> **EXTRAIT FOURNI**:
Service ou sévices publics

Par Ahmed CHENIKI

 

       Parler de « service public » de la presse en Algérie, c’est tromper son monde car dans notre pays, cette notion reste encore ambiguë et impropre. C’est un territoire gouvernemental.

Depuis l’indépendance, les journaux reproduisaient le discours du pouvoir, avec souvent quelques voix discordantes qui arrivaient à s’exprimer en profitant des conflits qui éclataient entre factions au pouvoir. Tout le monde savait que Benyahia ne s’entendait pas avec Taleb, que Bélaid n’aimait pas spécialement Boutéflika…Certains journalistes cherchaient à dire certaines réalités en faisant des contorsions incroyables.

       Cette situation n’était pas nouvelle. Avant l’indépendance, le journal El Moudjahid développait deux discours idéologiques distincts dans ses versions arabe et française. L’indépendance acquise, les dirigeants voulaient faire de la presse « une arme au service de la révolution et du socialisme ». Pour Hocine Zahouane, membre du Bureau politique du FLN à l’époque, ne disait –il pas que l’information devrait être une école du socialisme. Les slogans avaient pignon sur chartes (de Tripoli, d’Alger, Nationale double version) marquées par des restrictions insurmontables. Leurs rédacteurs (Harbi, Rédha Malek, Mostéfa Lacheraf, Ahmed Taleb, Bélaid Abdesslam…) changent aujourd’hui de ton et épousent l’idée de la liberté de la presse. Il n’est jamais trop tard pour bien faire. Mais les dégâts occasionnés sont presque insurmontables.

> **LIGNES DE DONNÉES**:
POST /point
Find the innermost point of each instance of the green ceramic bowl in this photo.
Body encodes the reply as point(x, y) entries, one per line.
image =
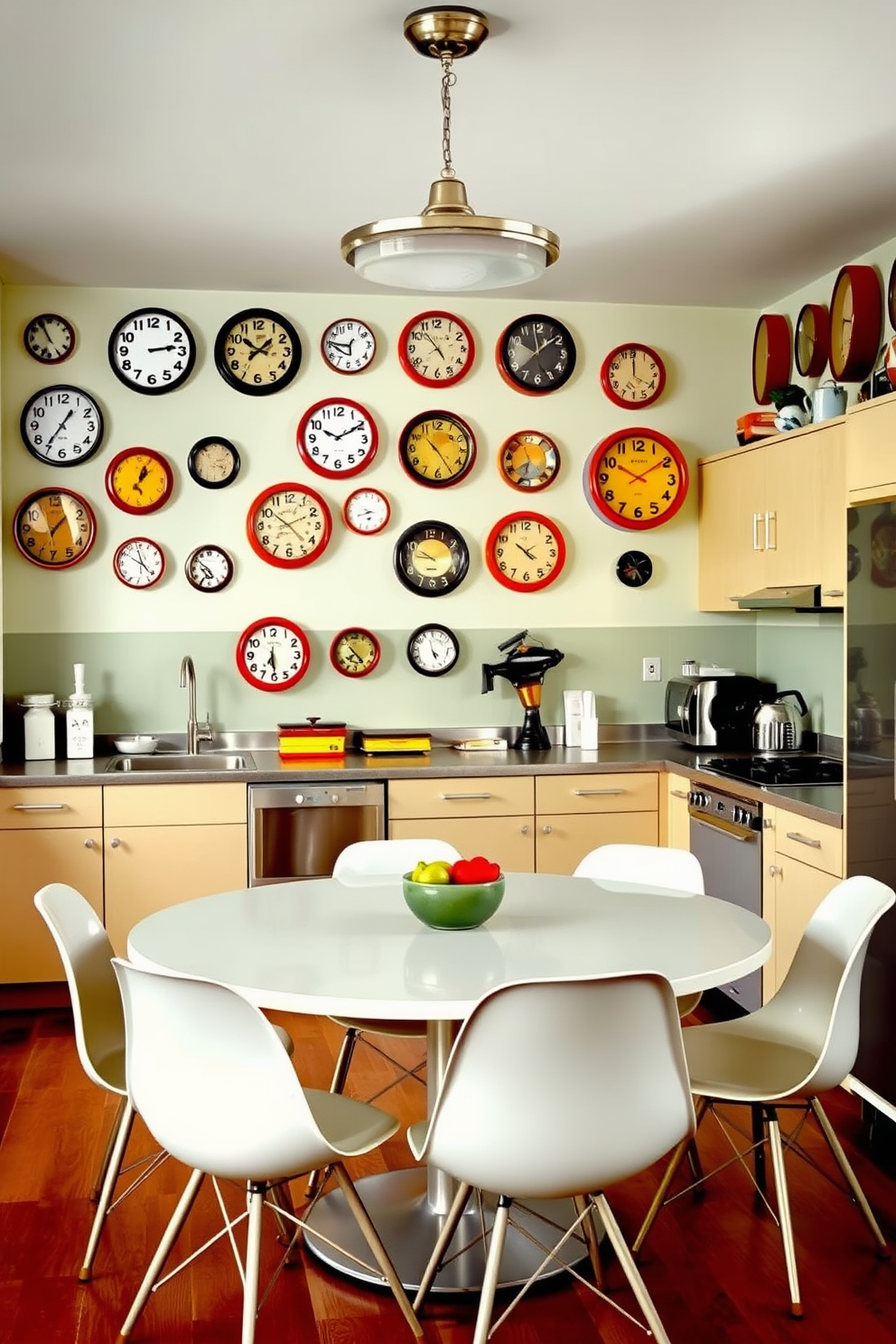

> **TÂCHES**:
**a)** Recopiez le passage de l'extrait sur la presse algérienne qui va de « Depuis l’indépendance, les » à « des contorsions incroyables. ».
**b)** Dans l'extrait sur la presse algérienne, relevez tous les noms des rédacteurs des chartes.

> **CORRIGÉ**:
**a)**
Depuis l’indépendance, les journaux reproduisaient le discours du pouvoir, avec souvent quelques voix discordantes qui arrivaient à s’exprimer en profitant des conflits qui éclataient entre factions au pouvoir. Tout le monde savait que Benyahia ne s’entendait pas avec Taleb, que Bélaid n’aimait pas spécialement Boutéflika…Certains journalistes cherchaient à dire certaines réalités en faisant des contorsions incroyables.

**b)** Harbi, Rédha Malek, Mostéfa Lacheraf, Ahmed Taleb, Bélaid Abdesslam